Return every line of the listing below that contains the string "airplane".

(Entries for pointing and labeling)
++++++

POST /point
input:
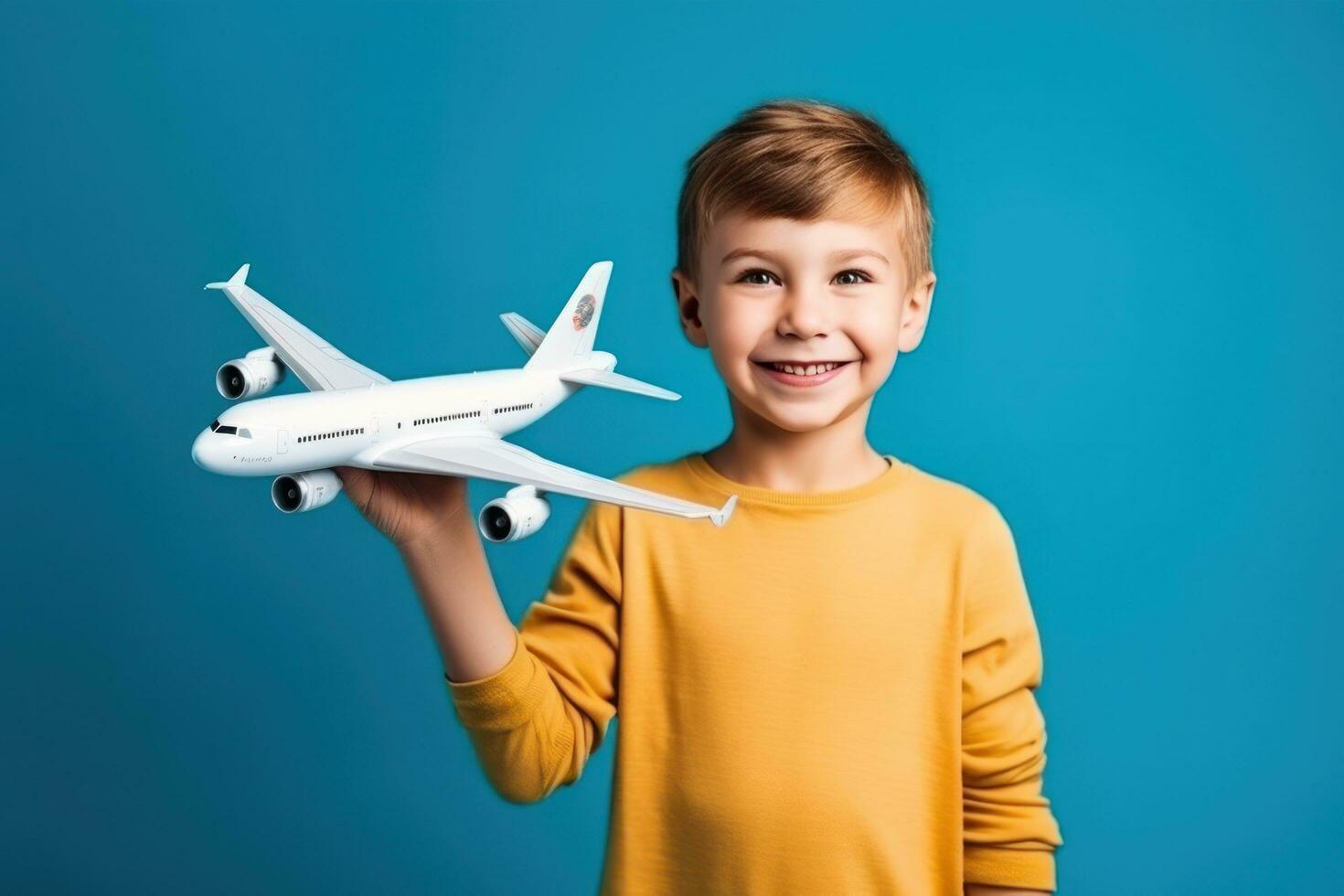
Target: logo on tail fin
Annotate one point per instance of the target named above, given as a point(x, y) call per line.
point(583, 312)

++++++

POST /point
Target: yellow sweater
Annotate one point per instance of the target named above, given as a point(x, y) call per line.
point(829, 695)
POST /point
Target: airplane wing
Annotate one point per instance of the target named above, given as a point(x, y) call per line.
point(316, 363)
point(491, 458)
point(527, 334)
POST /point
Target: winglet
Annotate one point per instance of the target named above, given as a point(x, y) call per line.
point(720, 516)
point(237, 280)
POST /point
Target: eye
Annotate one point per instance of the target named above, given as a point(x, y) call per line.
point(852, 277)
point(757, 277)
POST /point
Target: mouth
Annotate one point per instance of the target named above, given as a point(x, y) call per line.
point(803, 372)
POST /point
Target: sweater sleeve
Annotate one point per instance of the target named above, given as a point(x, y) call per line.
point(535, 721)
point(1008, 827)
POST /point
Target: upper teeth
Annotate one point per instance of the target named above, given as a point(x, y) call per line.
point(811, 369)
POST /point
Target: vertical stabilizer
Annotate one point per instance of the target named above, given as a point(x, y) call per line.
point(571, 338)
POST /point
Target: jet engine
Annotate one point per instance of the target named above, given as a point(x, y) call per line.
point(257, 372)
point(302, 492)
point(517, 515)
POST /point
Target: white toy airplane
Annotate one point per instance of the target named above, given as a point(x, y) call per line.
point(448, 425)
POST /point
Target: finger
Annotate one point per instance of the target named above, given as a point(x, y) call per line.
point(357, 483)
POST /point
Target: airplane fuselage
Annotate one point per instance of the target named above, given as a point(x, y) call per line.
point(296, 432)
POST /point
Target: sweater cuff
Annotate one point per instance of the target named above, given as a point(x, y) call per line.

++++++

### Written answer
Target: airplane wing
Target: white toy airplane
Target: airplane fuselage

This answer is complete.